[TEXT EXCERPT]
Core provisions of the post-9/11 Patriot Act expire on June 1, including the legal authority needed to carry out mass surveillance of domestic metadata.

There’s another national security clock ticking in Congress.

Lawmakers have less than 100 days left to decide whether they want to reform the National Security Agency’s controversial bulk collection of U.S. call data—or risk losing the program entirely. Core provisions of the post-9/11 Patriot Act are due to sunset on June 1, including Section 215, which grants intelligence agencies the legal authority they need to carry out mass surveillance of domestic metadata—the numbers and timestamps of phone calls but not their actual content.

Government officials have said they have no backup plan for replacing the intelligence void if Congress fails to reauthorize the law in some fashion. And earlier this week, Director of National Intelligence James Clapper suggested lawmakers should bear the brunt of blame if the program lapses and the homeland is struck by terrorism.

Yet despite the agitation of the administration, which endorsed reform legislation that narrowly died in the Senate last year, lawmakers have publicly done nothing to move forward on limiting the NSA’s domestic phone dragnet, which was first exposed by Edward Snowden nearly two years ago. Closed-door negotiations are ongoing, but so far supporters of the USA Freedom Act have not found the Goldilocks language needed to appease both the privacy crowd and the security hawks.

[TASKS TO PERFORM]
(a) Print everything in the Patriot Act article from "There’s another national" down to "is struck by terrorism.".
(b) According to the Patriot Act article, on what date are core provisions of the law due to sunset?
The material that comes next has no connection to the article on the Patriot Act deadline.

[SOURCE MATERIAL]

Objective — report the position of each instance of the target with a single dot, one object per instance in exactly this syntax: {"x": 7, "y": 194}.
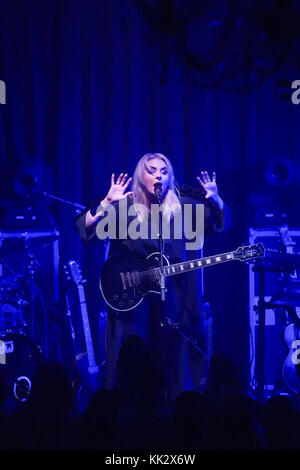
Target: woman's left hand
{"x": 209, "y": 185}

[LIST OF SOLUTIONS]
(a)
There’s another national security clock ticking in Congress.

Lawmakers have less than 100 days left to decide whether they want to reform the National Security Agency’s controversial bulk collection of U.S. call data—or risk losing the program entirely. Core provisions of the post-9/11 Patriot Act are due to sunset on June 1, including Section 215, which grants intelligence agencies the legal authority they need to carry out mass surveillance of domestic metadata—the numbers and timestamps of phone calls but not their actual content.

Government officials have said they have no backup plan for replacing the intelligence void if Congress fails to reauthorize the law in some fashion. And earlier this week, Director of National Intelligence James Clapper suggested lawmakers should bear the brunt of blame if the program lapses and the homeland is struck by terrorism.

(b) June 1